* **Given request A**:
Edit the part of the records that opens with the line containing "Reviewer note: confirm that each instance of the green grass" and runs to the end of the records, changing "pitch" to "field" and keeping everything else the same. Give back only those lines.

* **Selected passage**:
Interoperability and portability are closely related to the previously discussed Cloud elasticity and multi-tenancy. Any IaaS to SaaS cloud-implemented system should have as design goals both interoperability and portability to fully gain the benefits of the Cloud elastic environment. Although interoperability and portability are not unique for cloud and the related security aspects did not emerge with cloud computing, multi-tenancy (where data and applications of different customers/companies share platforms, storage, networks) brings the need of greater precautions than those required for traditional processing models.

Cloud Computing Use Case Group started collaborative work to describe and define cases and demonstrate the benefits of cloud, with the goal to highlight the capabilities and requirements that need to be standardized in cloud environments to ensure interoperability, ease of integration, and portability. The following table presents concise definitions, based on their and the testing standards group work.

* **Pointing dataset records**:
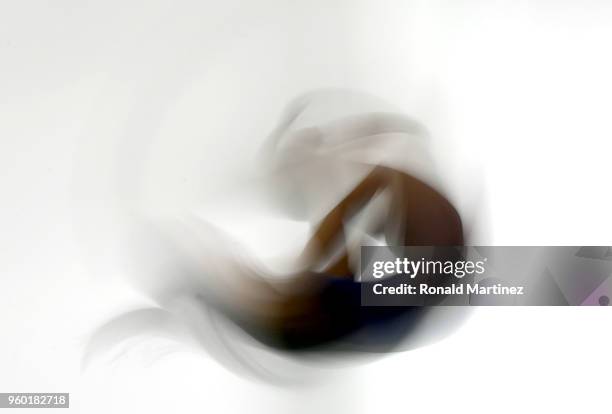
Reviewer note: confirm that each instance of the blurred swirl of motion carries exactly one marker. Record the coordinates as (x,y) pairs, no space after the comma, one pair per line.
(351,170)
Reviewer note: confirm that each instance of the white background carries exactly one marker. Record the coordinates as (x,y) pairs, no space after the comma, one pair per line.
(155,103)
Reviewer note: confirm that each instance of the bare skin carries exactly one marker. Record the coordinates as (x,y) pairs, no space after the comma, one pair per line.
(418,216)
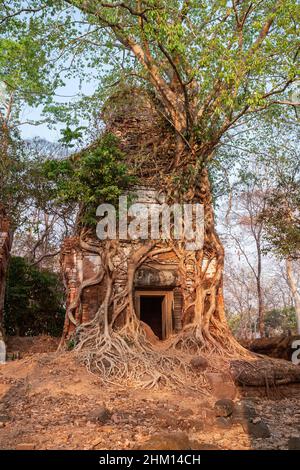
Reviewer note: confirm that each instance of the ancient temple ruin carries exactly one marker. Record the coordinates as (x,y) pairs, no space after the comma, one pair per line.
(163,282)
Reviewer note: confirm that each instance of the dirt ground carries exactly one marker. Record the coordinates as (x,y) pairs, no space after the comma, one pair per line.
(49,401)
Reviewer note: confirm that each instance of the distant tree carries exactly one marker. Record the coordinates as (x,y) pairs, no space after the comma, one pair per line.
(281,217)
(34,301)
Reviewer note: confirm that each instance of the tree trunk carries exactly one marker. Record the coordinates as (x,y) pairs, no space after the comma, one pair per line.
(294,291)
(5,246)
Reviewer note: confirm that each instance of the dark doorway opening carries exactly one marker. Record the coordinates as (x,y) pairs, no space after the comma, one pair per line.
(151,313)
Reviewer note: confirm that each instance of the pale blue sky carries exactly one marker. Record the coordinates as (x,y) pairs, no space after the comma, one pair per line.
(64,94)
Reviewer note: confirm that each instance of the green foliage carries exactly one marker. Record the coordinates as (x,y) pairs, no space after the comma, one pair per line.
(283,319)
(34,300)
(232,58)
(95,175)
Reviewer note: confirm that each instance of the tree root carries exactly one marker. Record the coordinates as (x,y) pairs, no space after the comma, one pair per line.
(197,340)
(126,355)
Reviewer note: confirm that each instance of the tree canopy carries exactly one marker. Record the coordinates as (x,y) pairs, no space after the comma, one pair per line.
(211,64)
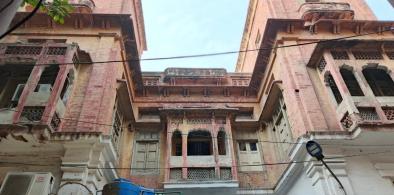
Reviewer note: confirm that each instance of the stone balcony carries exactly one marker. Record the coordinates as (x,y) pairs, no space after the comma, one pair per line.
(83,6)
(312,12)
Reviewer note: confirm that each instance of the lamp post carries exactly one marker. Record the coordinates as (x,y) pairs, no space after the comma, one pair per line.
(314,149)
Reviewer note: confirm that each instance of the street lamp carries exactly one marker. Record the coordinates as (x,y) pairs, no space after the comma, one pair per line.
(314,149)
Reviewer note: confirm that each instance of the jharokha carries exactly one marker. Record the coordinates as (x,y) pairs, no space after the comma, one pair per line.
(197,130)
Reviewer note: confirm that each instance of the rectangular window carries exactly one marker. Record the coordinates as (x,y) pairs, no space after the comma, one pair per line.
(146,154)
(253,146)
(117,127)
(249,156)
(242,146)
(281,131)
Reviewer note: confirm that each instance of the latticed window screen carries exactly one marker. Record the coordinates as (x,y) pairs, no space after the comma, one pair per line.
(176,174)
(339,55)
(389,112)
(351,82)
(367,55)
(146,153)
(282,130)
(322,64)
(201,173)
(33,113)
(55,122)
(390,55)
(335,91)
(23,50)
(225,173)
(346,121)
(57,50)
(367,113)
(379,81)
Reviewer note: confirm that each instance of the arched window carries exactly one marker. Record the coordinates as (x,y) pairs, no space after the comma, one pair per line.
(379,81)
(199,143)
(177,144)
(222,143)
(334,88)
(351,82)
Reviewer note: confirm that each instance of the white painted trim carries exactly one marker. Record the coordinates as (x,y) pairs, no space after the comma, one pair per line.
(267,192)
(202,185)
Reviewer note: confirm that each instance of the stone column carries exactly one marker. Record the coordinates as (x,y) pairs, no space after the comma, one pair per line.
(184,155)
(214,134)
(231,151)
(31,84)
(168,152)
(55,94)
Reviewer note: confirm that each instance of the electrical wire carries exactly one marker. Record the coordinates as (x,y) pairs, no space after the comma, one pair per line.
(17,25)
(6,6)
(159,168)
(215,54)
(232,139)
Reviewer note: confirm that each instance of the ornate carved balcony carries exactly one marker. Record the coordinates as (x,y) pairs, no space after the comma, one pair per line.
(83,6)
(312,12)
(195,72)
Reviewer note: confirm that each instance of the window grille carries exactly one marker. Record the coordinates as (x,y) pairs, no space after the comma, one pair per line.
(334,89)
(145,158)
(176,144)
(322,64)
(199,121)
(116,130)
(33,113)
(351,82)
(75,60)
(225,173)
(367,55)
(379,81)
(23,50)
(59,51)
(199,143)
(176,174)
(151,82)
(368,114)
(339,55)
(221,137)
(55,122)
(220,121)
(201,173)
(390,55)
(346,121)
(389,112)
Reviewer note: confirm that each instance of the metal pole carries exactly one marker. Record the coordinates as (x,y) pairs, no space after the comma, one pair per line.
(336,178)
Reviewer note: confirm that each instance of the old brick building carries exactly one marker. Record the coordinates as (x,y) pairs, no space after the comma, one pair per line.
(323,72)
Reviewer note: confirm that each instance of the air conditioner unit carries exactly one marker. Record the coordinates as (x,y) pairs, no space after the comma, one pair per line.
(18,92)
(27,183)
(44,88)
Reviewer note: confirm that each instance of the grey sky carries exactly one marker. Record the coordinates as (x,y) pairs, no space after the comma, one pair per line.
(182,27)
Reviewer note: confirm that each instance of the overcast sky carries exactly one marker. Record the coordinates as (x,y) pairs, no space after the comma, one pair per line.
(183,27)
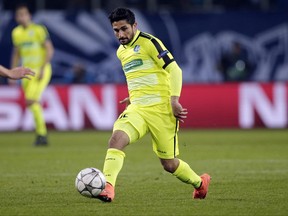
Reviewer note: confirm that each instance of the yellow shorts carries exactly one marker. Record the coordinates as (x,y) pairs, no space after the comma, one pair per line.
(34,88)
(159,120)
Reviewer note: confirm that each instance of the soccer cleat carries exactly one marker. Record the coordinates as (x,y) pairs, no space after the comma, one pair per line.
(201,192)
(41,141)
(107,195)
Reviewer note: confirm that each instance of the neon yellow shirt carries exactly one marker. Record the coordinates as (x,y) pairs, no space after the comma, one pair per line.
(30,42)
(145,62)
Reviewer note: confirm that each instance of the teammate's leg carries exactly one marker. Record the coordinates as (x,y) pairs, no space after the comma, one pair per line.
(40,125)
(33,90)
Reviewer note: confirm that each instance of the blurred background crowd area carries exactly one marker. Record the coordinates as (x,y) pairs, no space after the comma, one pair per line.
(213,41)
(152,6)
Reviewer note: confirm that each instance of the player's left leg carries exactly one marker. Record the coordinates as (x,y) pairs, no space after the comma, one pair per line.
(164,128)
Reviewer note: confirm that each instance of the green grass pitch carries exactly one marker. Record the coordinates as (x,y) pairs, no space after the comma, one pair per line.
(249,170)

* **Given request B**:
Answer these questions from the passage on cloud interoperability and portability:
(i) What two design goals should any IaaS to SaaS cloud-implemented system have?
(ii) Which group started collaborative work to describe and define cases and demonstrate the benefits of cloud?
(iii) According to the passage, what does multi-tenancy bring the need of?

* **Exercise response A**:
Reviewer note: confirm that each instance of the green grass field carries exactly one marker. Record the coordinates as (x,y) pairs, no space after the comma, one pair per line.
(249,170)

* **Exercise response B**:
(i) Interoperability and portability.
(ii) The Cloud Computing Use Case Group.
(iii) Greater precautions than those required for traditional processing models.